SOURCE MATERIAL START
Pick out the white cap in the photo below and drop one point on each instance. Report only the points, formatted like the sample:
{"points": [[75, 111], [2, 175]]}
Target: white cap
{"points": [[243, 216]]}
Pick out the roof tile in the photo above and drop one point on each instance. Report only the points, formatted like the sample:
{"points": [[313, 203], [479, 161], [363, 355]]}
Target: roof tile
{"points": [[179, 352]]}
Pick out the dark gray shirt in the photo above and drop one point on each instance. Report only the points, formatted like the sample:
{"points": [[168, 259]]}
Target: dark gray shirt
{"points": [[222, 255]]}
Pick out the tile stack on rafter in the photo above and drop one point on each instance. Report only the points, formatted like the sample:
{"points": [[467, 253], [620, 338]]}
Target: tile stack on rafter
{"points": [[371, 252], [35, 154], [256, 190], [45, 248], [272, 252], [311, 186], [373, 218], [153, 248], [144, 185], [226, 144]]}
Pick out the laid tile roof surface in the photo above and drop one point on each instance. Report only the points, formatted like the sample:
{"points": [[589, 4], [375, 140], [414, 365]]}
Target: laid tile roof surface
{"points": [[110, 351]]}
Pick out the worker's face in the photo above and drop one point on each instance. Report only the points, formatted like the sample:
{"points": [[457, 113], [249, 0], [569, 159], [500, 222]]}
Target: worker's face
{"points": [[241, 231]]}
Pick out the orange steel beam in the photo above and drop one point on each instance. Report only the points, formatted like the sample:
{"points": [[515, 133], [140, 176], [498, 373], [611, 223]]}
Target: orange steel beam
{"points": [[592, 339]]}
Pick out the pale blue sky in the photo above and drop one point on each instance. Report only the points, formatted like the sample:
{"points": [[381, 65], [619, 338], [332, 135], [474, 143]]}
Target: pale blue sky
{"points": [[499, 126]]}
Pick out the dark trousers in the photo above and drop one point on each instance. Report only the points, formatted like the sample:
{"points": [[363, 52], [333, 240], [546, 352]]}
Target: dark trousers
SOURCE MATERIAL END
• [ASSIGNMENT]
Count the lines in the records above that contain the word "trousers", and give only that number.

• [TASK RESULT]
2